- **INSTRUCTION**
Retype every one of the lines below without changing a single character.

- **EXTRACTED MATERIAL**
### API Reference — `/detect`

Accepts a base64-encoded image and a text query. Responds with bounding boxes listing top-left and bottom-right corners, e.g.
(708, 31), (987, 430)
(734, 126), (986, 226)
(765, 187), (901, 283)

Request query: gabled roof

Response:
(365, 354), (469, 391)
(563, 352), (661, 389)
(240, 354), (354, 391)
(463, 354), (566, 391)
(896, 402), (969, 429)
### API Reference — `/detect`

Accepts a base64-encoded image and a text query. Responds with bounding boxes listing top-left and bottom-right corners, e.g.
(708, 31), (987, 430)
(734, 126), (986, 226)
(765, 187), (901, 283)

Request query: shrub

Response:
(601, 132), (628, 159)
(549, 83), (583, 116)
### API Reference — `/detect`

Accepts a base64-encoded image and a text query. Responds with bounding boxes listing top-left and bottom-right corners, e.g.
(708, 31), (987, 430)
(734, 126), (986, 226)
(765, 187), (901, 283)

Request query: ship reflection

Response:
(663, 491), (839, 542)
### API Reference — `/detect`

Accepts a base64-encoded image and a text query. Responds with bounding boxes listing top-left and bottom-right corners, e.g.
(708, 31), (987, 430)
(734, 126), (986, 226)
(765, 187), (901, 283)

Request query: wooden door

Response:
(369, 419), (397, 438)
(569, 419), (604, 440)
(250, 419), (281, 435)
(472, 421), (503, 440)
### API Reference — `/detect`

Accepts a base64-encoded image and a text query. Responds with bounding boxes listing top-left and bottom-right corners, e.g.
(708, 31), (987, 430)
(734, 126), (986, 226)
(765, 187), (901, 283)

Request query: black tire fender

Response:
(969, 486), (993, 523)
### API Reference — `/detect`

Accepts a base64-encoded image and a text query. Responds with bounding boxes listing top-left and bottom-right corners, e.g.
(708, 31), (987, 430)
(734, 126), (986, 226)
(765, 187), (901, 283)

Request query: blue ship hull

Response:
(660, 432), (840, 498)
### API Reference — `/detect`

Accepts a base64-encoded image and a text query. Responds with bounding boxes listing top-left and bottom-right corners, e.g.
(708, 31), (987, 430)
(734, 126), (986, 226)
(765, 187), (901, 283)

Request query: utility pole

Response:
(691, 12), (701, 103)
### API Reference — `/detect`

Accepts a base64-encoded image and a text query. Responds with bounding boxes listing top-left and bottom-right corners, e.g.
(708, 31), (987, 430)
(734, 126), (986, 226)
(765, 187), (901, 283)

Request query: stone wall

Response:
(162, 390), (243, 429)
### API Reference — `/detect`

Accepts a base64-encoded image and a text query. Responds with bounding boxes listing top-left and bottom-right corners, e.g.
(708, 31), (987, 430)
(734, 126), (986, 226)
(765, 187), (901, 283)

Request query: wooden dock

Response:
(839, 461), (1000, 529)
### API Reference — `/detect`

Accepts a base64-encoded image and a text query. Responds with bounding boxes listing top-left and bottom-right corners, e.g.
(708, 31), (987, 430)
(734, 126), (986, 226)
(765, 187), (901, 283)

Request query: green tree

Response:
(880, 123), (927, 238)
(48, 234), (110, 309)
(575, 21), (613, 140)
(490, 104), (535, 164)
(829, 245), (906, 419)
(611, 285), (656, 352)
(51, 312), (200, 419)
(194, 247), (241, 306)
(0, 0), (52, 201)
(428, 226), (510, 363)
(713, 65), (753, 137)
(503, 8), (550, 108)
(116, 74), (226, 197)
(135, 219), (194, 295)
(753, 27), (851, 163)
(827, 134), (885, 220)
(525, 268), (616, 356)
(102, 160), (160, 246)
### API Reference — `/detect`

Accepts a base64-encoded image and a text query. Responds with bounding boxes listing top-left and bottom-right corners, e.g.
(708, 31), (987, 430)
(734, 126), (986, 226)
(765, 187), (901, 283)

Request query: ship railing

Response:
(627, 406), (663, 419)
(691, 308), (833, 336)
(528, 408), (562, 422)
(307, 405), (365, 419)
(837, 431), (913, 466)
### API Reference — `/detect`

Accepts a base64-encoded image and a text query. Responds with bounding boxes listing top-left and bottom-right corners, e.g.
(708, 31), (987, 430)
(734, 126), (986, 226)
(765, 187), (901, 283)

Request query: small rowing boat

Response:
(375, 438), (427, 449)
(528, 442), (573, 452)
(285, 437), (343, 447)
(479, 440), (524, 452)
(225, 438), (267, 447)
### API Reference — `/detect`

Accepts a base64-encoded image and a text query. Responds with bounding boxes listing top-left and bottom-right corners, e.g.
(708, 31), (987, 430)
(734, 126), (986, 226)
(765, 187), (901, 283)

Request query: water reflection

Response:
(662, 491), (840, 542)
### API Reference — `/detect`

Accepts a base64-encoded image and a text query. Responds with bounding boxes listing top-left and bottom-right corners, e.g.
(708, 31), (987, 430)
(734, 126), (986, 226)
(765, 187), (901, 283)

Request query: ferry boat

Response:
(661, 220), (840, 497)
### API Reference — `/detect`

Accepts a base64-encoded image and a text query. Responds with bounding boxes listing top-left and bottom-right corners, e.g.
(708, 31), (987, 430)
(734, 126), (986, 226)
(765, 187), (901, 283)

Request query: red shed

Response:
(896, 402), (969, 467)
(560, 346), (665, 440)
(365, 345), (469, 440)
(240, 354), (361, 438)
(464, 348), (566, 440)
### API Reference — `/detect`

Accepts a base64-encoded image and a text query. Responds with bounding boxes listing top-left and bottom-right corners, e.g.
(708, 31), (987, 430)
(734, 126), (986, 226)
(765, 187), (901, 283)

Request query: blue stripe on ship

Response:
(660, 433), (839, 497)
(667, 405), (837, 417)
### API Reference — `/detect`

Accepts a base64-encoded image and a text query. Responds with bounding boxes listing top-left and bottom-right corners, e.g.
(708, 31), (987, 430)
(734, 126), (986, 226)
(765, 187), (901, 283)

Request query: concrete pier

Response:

- **PROBLEM SOLUTION**
### API Reference — `/detect`

Accepts a base64-encoded image and a text query. Responds with bounding boxes listing top-left and bottom-right corners, e.g.
(708, 31), (987, 430)
(734, 126), (986, 226)
(765, 187), (901, 283)

Request query: gabled roof

Response:
(365, 354), (469, 391)
(563, 352), (661, 389)
(240, 354), (354, 391)
(463, 354), (566, 391)
(896, 402), (969, 429)
### API Reference — `/detect`

Accepts a base64-encoded image and a text query. Responds with bounding boxes listing top-left and bottom-right corners, e.g.
(708, 31), (987, 430)
(734, 126), (986, 226)
(765, 187), (901, 283)

Request query: shrub

Response:
(601, 132), (628, 159)
(549, 83), (583, 116)
### API Reference — `/detect`

Accepts a base64-encoded image and a text query. Responds with bounding boxes listing top-left and bottom-right corners, e.g.
(708, 31), (987, 430)
(734, 126), (986, 226)
(765, 187), (901, 283)

Request query: ship reflection

Response:
(663, 491), (839, 542)
### API Reference — `/detect`

Accepts a base64-encoded image and a text query. Responds with bounding boxes listing top-left and bottom-right corners, e.g.
(708, 31), (987, 430)
(734, 126), (986, 226)
(765, 187), (901, 283)

Request query: wooden door

Response:
(369, 419), (397, 438)
(569, 419), (604, 440)
(250, 419), (281, 435)
(472, 421), (503, 440)
### API Reference — `/detect`

Accepts a base64-encoded image and a text query. Responds with bounding boxes listing top-left and bottom-right corners, e.g.
(708, 31), (987, 430)
(734, 126), (986, 226)
(765, 187), (901, 283)

Request query: black tire fender

Response:
(969, 486), (993, 523)
### API Reference — `/detect`

Accepts a base64-encoded image and a text query. Responds with bounding boxes listing top-left and bottom-right corners, e.g.
(708, 31), (987, 430)
(734, 126), (986, 226)
(765, 187), (901, 283)

Request query: blue ship hull

Response:
(660, 432), (840, 498)
### API Reference — `/detect`

Accepts a base64-encoded image and a text query. Responds with bounding boxes listing top-left and bottom-right corners, e.g.
(708, 31), (987, 430)
(734, 126), (986, 226)
(765, 187), (901, 283)

Request query: utility pole

Response:
(691, 12), (701, 103)
### API Reference — `/detect`

Accepts a base64-encoded image and a text query. Responds with bounding boxes listing top-left and bottom-right corners, e.g.
(708, 31), (987, 430)
(734, 126), (986, 226)
(765, 187), (901, 283)

Request query: stone wall

Response:
(162, 390), (243, 429)
### API Reference — `/detect`

Accepts a base64-encoded image and a text query. Responds with bounding boxes listing top-left and bottom-right corners, e.g.
(708, 31), (987, 430)
(734, 126), (986, 226)
(765, 187), (901, 283)

Request query: wooden dock

Response:
(839, 461), (1000, 529)
### API Reference — `/detect`

Accepts a base64-encoded image and a text query. Responds with bounding boxes listing top-left and bottom-right corners, e.g.
(708, 31), (987, 430)
(734, 126), (986, 226)
(765, 187), (901, 283)

Request query: green tree

Response:
(880, 123), (927, 238)
(48, 234), (110, 309)
(575, 21), (613, 140)
(490, 104), (535, 164)
(829, 245), (906, 419)
(611, 285), (656, 352)
(51, 312), (200, 419)
(194, 247), (241, 306)
(0, 0), (52, 201)
(428, 226), (510, 363)
(713, 65), (753, 137)
(503, 8), (550, 108)
(116, 74), (226, 197)
(135, 219), (194, 295)
(753, 27), (851, 163)
(827, 134), (885, 220)
(525, 268), (616, 356)
(102, 160), (160, 246)
### API Reference — `/detect`

Accepts a base64-encoded image and a text query. Responds with bounding boxes listing top-left and bottom-right corners, e.g.
(708, 31), (987, 430)
(734, 126), (986, 226)
(765, 187), (901, 283)

Request query: ship railing

Response:
(627, 406), (663, 419)
(691, 308), (833, 336)
(528, 408), (562, 422)
(307, 405), (365, 419)
(837, 431), (913, 466)
### API Reference — `/detect`

Accepts a base64-encoded image and a text query. Responds with bounding boxes listing top-left and bottom-right corners, e.g.
(708, 31), (987, 430)
(734, 126), (986, 226)
(765, 187), (901, 283)

Request query: small rowing boat

Response:
(375, 438), (427, 449)
(528, 442), (573, 452)
(285, 437), (343, 447)
(479, 440), (524, 452)
(225, 438), (267, 447)
### API Reference — `/detect`

Accepts a base64-encoded image and a text query. Responds with bounding boxes listing top-left and bottom-right corners, e.g.
(708, 31), (987, 430)
(734, 126), (986, 226)
(765, 187), (901, 283)

Request query: water reflection

Response:
(662, 491), (840, 542)
### API Reference — `/detect`

Accepts a base64-encoded image and a text query. Responds with bounding boxes listing top-left and bottom-right corners, e.g.
(708, 31), (987, 430)
(734, 126), (986, 226)
(765, 187), (901, 283)

Request query: ferry boat

Response:
(661, 220), (840, 497)
### API Reference — `/detect`

Accepts a base64-encoded image and a text query. Responds with bounding boxes listing top-left and bottom-right corners, e.g.
(708, 31), (987, 430)
(734, 126), (986, 226)
(765, 187), (901, 283)

Request query: red shed

Response:
(896, 402), (969, 467)
(560, 346), (665, 440)
(365, 345), (469, 440)
(240, 354), (361, 438)
(464, 348), (566, 440)
### API Reference — `/detect`

Accepts a base64-encoded image and a text query. Responds with bounding boxes listing top-left and bottom-right corners, e.g.
(708, 31), (987, 430)
(734, 126), (986, 226)
(765, 187), (901, 283)

Request query: blue stripe on ship

Response:
(660, 433), (839, 497)
(667, 405), (837, 417)
### API Reference — `/detect`

Accepts a base64-encoded image and a text query. Responds with bounding boxes listing top-left and bottom-right corners, e.g.
(708, 31), (987, 430)
(734, 126), (986, 226)
(765, 187), (901, 283)

Request query: concrete pier

Response:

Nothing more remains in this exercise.